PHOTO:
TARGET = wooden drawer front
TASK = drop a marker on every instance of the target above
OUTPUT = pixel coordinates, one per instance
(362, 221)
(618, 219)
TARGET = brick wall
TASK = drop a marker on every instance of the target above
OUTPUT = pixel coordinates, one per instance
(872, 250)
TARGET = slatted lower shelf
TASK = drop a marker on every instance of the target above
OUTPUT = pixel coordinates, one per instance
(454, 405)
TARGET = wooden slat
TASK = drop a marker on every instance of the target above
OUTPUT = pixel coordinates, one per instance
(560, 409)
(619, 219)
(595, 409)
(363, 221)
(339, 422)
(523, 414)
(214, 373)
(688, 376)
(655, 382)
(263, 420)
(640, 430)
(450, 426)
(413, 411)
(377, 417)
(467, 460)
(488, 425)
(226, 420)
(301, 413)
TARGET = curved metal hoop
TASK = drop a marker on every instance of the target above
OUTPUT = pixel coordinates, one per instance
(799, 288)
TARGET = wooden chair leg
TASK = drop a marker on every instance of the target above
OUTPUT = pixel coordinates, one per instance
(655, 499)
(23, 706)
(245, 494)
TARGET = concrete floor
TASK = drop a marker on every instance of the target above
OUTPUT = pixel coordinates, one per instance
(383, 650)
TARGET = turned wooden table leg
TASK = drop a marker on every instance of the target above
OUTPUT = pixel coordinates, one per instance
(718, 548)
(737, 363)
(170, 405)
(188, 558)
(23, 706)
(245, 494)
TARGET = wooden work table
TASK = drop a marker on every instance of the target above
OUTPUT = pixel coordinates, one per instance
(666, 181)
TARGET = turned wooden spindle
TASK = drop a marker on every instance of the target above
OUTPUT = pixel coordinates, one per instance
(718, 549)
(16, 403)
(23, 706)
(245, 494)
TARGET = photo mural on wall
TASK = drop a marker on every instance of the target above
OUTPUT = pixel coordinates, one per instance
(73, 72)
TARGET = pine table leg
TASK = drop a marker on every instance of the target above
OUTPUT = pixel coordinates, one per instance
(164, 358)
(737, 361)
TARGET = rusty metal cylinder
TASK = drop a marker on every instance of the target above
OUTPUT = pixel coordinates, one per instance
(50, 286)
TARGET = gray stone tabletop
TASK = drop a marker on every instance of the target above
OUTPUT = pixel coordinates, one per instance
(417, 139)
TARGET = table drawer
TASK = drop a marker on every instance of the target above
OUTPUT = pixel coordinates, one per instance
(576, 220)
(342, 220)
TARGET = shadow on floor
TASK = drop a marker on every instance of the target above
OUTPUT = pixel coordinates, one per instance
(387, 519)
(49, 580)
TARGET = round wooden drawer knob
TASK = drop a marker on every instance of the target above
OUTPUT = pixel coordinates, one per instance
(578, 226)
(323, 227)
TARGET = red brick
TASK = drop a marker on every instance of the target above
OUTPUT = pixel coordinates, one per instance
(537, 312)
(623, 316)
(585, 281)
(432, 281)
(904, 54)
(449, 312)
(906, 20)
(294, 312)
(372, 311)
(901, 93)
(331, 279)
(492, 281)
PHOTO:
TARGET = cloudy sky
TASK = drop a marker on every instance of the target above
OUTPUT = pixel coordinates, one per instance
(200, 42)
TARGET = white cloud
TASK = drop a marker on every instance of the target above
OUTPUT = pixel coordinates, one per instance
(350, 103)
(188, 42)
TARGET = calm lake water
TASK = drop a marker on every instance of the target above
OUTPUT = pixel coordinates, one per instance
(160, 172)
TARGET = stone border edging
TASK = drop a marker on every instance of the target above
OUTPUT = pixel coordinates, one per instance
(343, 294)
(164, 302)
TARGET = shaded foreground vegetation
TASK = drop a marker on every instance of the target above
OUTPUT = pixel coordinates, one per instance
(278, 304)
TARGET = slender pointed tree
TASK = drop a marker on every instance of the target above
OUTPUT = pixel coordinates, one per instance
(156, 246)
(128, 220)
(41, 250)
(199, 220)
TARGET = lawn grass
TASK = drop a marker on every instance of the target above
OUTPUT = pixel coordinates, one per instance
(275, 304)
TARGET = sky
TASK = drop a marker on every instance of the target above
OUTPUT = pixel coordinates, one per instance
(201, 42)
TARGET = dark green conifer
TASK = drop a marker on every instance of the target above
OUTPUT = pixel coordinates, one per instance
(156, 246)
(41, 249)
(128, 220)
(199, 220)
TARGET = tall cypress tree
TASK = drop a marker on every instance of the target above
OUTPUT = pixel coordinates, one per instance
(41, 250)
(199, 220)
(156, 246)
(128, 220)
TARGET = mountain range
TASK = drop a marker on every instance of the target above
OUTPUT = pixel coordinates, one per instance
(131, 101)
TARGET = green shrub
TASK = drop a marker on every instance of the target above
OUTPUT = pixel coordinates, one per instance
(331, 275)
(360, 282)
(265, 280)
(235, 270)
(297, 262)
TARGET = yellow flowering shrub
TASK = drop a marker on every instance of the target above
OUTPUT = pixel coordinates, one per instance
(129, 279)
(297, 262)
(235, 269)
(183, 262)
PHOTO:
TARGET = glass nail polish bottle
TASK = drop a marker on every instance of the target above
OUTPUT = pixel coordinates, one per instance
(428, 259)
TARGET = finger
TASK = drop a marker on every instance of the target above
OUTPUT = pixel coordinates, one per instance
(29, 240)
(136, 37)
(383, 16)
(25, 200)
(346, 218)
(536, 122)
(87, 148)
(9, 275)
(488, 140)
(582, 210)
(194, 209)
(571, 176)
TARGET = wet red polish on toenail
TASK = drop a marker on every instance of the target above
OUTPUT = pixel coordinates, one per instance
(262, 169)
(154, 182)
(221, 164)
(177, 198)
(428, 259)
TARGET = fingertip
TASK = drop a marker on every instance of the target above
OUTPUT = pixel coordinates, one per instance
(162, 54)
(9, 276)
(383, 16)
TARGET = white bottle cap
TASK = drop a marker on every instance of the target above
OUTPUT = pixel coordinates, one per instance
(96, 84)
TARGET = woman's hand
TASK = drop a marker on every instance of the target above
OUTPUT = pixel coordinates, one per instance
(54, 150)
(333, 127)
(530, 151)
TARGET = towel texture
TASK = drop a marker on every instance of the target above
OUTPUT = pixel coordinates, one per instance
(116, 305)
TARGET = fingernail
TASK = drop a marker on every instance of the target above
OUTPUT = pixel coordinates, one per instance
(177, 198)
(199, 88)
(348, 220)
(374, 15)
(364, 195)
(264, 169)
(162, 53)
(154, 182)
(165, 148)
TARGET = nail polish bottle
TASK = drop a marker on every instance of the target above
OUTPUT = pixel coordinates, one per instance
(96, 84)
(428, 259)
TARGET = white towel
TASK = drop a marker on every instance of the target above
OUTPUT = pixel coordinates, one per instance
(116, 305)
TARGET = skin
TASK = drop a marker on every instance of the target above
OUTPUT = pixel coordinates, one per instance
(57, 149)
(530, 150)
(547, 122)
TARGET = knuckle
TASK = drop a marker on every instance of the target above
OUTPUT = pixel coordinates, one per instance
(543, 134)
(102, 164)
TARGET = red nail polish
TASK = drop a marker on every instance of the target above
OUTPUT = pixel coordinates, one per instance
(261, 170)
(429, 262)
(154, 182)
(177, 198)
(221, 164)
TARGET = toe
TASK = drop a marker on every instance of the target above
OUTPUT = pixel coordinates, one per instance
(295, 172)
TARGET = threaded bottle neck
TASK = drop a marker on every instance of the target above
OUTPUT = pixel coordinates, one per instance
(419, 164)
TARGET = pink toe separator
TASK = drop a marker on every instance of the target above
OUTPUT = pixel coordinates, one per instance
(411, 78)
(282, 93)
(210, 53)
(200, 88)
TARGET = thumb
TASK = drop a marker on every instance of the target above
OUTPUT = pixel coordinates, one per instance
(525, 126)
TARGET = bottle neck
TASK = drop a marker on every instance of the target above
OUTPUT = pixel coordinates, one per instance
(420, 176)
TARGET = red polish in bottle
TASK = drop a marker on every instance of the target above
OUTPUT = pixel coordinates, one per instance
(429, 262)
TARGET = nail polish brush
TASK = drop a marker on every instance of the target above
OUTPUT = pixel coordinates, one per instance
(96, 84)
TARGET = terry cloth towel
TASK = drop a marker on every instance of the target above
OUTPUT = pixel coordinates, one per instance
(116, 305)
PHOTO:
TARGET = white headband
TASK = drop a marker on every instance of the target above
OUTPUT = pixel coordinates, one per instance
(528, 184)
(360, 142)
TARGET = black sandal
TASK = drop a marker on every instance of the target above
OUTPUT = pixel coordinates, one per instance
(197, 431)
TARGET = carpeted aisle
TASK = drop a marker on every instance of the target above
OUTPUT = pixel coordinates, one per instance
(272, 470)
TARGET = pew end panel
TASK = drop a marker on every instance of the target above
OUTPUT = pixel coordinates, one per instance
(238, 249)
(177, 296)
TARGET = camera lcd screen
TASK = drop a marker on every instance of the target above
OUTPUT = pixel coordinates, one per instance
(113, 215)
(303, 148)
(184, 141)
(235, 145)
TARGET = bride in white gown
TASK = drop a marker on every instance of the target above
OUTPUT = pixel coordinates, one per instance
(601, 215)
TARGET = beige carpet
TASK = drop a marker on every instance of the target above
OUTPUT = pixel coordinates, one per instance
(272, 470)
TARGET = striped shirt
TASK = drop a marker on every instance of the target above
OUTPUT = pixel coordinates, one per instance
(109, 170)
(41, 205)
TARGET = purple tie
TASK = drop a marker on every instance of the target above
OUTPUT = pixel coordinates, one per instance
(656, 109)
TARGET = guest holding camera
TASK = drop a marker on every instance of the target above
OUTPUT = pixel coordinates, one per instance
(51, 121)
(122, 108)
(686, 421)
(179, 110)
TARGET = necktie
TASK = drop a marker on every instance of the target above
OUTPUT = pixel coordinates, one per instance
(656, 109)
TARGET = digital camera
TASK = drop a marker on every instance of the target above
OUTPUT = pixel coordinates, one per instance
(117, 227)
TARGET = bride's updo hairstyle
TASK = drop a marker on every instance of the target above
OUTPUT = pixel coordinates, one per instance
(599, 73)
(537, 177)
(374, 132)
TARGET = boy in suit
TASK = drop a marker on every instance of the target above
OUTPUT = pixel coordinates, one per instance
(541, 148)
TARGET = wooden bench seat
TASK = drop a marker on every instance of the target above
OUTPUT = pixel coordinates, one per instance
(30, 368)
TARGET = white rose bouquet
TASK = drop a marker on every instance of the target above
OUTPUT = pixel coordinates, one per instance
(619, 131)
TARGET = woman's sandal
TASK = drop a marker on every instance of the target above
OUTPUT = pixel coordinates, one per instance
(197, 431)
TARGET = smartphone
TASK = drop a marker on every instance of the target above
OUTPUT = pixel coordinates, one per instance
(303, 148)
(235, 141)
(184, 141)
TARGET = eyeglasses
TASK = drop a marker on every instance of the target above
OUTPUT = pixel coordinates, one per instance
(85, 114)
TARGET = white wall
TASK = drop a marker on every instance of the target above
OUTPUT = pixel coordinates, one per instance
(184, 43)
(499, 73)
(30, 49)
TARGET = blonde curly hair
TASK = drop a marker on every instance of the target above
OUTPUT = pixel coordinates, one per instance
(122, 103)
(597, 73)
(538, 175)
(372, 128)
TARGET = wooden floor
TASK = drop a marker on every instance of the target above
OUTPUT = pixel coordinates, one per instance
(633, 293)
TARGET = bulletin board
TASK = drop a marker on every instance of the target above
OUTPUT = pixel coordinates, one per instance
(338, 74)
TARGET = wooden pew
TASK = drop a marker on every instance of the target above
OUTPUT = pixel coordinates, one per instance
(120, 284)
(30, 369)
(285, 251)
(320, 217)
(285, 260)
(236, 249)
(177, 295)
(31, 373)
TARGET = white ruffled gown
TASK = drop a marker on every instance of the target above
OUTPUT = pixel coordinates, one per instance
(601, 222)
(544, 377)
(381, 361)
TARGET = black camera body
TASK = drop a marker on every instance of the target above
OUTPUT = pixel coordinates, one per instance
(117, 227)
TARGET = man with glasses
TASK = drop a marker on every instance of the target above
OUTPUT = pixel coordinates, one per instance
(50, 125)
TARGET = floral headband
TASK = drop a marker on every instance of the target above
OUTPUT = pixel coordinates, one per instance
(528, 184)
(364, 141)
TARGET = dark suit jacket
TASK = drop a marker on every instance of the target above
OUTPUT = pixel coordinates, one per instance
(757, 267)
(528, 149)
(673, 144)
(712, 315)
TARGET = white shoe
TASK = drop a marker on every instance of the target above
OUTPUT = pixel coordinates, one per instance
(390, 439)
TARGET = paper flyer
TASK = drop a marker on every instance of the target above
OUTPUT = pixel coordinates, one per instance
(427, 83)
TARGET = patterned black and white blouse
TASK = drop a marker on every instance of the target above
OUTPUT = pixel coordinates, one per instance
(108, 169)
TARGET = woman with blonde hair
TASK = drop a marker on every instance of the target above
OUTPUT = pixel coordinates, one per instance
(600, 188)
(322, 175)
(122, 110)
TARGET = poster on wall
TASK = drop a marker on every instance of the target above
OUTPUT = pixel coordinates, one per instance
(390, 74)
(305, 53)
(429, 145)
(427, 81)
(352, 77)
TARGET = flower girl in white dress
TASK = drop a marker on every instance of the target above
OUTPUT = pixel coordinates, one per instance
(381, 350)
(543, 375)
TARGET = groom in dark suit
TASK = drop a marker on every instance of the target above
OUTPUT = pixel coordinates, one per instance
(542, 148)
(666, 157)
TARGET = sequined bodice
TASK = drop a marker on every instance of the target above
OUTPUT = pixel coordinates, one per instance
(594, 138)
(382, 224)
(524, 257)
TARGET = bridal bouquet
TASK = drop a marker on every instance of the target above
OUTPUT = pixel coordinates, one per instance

Exercise objective
Every line from the one containing "TARGET = poster on wall" through the end of the entries above must be echoed exactly, with both ends kept.

Reply
TARGET = poster on wall
TASK = drop a marker on every instance of the target above
OUTPUT = pixel coordinates, one per instance
(390, 74)
(305, 53)
(429, 145)
(427, 81)
(352, 77)
TARGET = flower girl in white dress
TASK = drop a marker on every instance of the target above
OUTPUT = pixel coordinates, one per instance
(381, 350)
(543, 375)
TARGET = groom in dark suit
TASK = drop a marker on every instance of the target above
OUTPUT = pixel coordinates, one per instance
(542, 148)
(666, 157)
TARGET = sequined bodice
TASK = drop a marker on every instance of the target above
OUTPUT = pixel coordinates, one per instance
(594, 138)
(382, 224)
(524, 257)
TARGET = bridal bouquet
TASK = drop a marker on every instance of the target above
OUTPUT = pixel coordinates, one per instance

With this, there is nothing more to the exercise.